*DIRECTIVE 1:* In the interview excerpt on literary theory and style, which novel does the interviewee call probably the best novel ever written?
*DIRECTIVE 2:* Extend the interview on literary theory and style, picking up right after its final line.

## START EXCERPT PROVIDED

RS Yet Glyph is influenced by semiotic theory and post-structuralism.
PE Well, I’m making fun of post-structuralism.
RS Even Erasure takes the piss out of theoretical positions, notably Gayatri Spivak’s idea of strategic essentialism. I am wondering if you yourself have a theoretical position that you’re working out.
PE If anybody thinks they’re actually going to delineate the necessary and sufficient conditions for any literary work of art, then they’re greatly mistaken and would probably be better served picking up some other line of work, like computer maintenance. But if you’re out to play with ideas and have some fun with them and admit that that’s what you’re doing, and don’t tell the regents at a university that . . . . It’s important to watch how ideas work and how they can be manipulated. That’s probably the most important question to me in the world. What can you do with thinking? But to take it seriously, I mean, that’s why the French, Derrida and Barthes, are so much fun. The fucking Americans get so earnest about this stuff that it stops being fun.
RS Well, what about the New Critics and their idea about the absolute autonomy of a work?
PE Oh, they need to take a pill. (laughter) Just chill.
RS But you do have that New Critical approach, especially if you say that the work is the work and that’s all there is.
PE Well I suppose, but I just don’t give a shit about the artist anyway. Why should I? If I find a painting a hundred years from now, and I can’t appreciate it until I find out something about the person who made it, it’s not much of a painting.
RS What would you describe as your aesthetic point of view? Do you have one?
PE What do I like? I like stuff that’s smart, stuff that challenges me and makes me think differently, that introduces me to things I didn’t know before.
RS Give me some examples.
PE Tristram Shandy is probably the best novel ever written. It takes every form of literary discourse of its time and exploits it. Huck Finn is fantastic. Chester Himes’s If He Hollers Let Him Go is a very sneaky book. And oddly anticipates so much of Invisible Man that it’s frightening.
RS I have a couple of questions about your style.
PE Style schmyle.
RS Your style, or lack thereof. (laughter) Do you have a predominant style?
PE Style is a tool. The work will dictate the style.
RS So you write in a manner that suits the work.
PE The only reason I would want a particular style is so that people could identify every work of mine as mine. There’s nothing at stake for me in having people recognize the work because of stylistic consistency.

## END EXCERPT PROVIDED
## START PROVIDED MATERIAL

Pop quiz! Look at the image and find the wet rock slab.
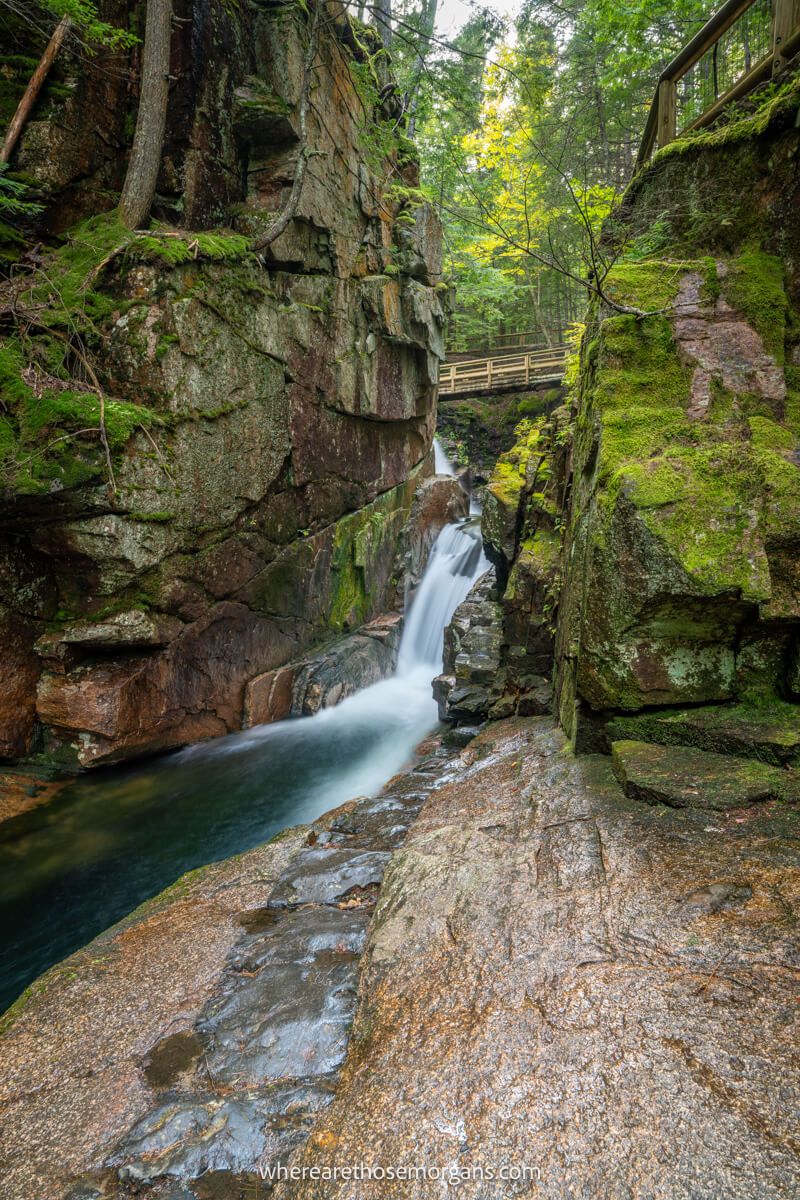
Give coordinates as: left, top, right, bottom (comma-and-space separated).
276, 719, 800, 1200
0, 744, 449, 1200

## END PROVIDED MATERIAL

*TASK RESULT 1:* Tristram Shandy.

*TASK RESULT 2:*
RS You tend to blend styles a lot.
PE Well, I play with styles. I think they’re amusing. I think that anybody who thinks they have a style—it’s like watching punk rockers get ready to go out. It must take you two hours to get that look. How many safety pins do you need? To me there’s a wonderful irony in that. To work so hard to dress your work. Send the work out there naked.
RS What’s also interesting to me is the way you use history. Much of your work is dependent on historical events, but then the events tend to be jumbled; it’s not literal history, it’s mixed up. For instance, in Watershed, there is an infamous event from the American Indian Movement, but the novel is set in contemporary times.
PE I create a circumstance that’s similar to the siege at Wounded Knee. It’s interesting that you call it infamous. It’s a little like the American insistence on calling its attacks battles and the enemies’ attacks ambushes or massacres. History is like memories: it is constantly being reconstructed. History doesn’t exist without the lies. We believe in some way that history makes sense, but history is an amorphous, very strange creature that’s constantly changing.
RS Why do you rely on the historical so much?
PE Well, we live in a world. We define ourselves by the times through which we live. Everything is historical. If you read any philosophy now, you can’t help but be historical.
RS Why? I mean, I don’t read philosophy.
PE Can you understand any theory about the narrative of film if you don’t know Aristotle? The answer is no. Everything’s dependent on the work that’s come before it. Our understanding of philosophy is necessarily historical, because otherwise we wouldn’t be addressing anything. The problems of philosophy are historical: What is beautiful? What is a promise? How do we perceive?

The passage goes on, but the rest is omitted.